— start of EXCERPT PROVIDED —

Review the solution with subject matter experts. When reviewing your solution, document any new risks, ideas, or goals that are mentioned, and as necessary incorporate these into a refined final solution.
- Tip: Set two expectations for evaluation teams: 'anyone can refute anything as long as they can back up their arguments' and 'as soon as the best idea is identified, it wins'. The ability to dispute anything (with justification) makes sure errors in the solution are caught and it can really help to reduce bias. As soon as a best idea becomes clear to the group, you should move inferior ideas aside.
- Tip: If your first solution review exposes a lot of risks, ideas and goals, update your draft solution and review it again with the subject matter experts with a focus on where you have updated the solution based on their feedback.
And lastly, where there is high complexity and uncertainty with the proposed solution - design and run a statistical trial to measure the effects of the solution.
- Note: Although there are many ways to conduct trials, our preferred method is to run the status quo systems and processes in parallel with improved systems and processes (A & B). This approach eliminates time-based bias that can occur in sequential trials (A then B). Our trials engine was designed to allow either approach, as some changes are too expensive and complex to run in parallel.
- Note: As trial design and execution is a very complex subject, I am not going to focus on it in this article. To keep this article focused, I will provide a description of our integrated trials engine and an example of a real trial that we ran.

What are the key features and components of our integrated statistical trials engine?

For the trials engine that we built into the DMS, we landed on the following features. Directly after this description, I will provide an example of how these features were used to conduct a real world trial that was proposed by a Behavioral Insights Group.

— end of EXCERPT PROVIDED —
— start of SUPPLIED RECORDS —

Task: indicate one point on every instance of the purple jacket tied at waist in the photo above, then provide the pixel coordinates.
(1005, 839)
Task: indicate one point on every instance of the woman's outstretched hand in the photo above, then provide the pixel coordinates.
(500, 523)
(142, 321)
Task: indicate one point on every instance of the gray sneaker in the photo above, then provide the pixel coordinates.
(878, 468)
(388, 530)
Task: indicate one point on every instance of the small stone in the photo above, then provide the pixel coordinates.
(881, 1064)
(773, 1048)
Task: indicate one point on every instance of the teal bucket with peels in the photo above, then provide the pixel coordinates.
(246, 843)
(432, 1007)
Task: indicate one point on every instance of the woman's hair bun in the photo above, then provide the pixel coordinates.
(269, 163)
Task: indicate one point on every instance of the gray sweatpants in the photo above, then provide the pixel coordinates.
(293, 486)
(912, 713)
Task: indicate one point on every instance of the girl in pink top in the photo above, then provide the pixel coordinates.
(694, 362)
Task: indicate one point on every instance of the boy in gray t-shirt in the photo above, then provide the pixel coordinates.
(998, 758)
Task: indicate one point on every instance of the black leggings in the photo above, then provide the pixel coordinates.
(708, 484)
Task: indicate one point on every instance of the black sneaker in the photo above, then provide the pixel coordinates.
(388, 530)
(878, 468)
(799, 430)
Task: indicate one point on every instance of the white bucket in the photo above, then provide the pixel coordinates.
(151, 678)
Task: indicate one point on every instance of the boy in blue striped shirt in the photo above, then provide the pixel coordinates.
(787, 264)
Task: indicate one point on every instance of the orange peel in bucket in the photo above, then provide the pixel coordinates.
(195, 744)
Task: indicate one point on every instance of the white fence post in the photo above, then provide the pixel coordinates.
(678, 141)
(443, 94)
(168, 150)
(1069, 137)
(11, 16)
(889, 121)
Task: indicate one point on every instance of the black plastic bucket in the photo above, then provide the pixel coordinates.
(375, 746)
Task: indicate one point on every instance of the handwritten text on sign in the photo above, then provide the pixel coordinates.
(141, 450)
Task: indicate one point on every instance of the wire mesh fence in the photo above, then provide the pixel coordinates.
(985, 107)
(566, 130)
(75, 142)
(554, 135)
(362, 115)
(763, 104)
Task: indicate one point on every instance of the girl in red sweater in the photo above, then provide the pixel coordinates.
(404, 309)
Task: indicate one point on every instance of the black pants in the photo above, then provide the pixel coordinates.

— end of SUPPLIED RECORDS —

◆ SET PROBLEM
Extend the excerpt about reviewing solutions and running statistical trials, picking up after its final sentence.

◆ THE ANSWER
Participant opt-in engine: Although not relevant to all trials, providing the participant(s) with the choice to participate (opt-in, or opt-out) is important where the participant(s) will:
- Experience a change that may not be as beneficial to them as previous methods (e.g. where there is a large expected organizational benefit that justifies the change but it is not known that the participant will benefit so they should agree to any potential for a reduced overall benefit).
- Where extra time, rules adherence, and effort is required by participants when compared to non-trial methods and agreement with the additional effort is necessary.
- Where personal information will be gathered as part of the process and this needs to be agreed to prior to the trial.
For those that don't opt in, it's also important that your solution allows opt-out participants (and opt-out dispute files) to be part of control group so that you can avoid selection bias (i.e. to ensure that participants that choose to opt-in are not actually different than those that do not - skewing your trial results).
Randomization engine: Whether your trial uses opt-in, you still need a way to randomize exposure to the improvement (intervention) so that you can maintain a control group for comparison. This is done by randomly allocating dispute files or participants into treatment and control groups. This needs to be done in a way that is not visible to participants to avoid problems like the Hawthorne effect (where individuals modify their behavior out of awareness they are being observed or tracked). Once randomized our participants and dispute files are categorized as:
- Standard (default for opt-out)
- Treatment (opt-in and randomized to experience the change or intervention)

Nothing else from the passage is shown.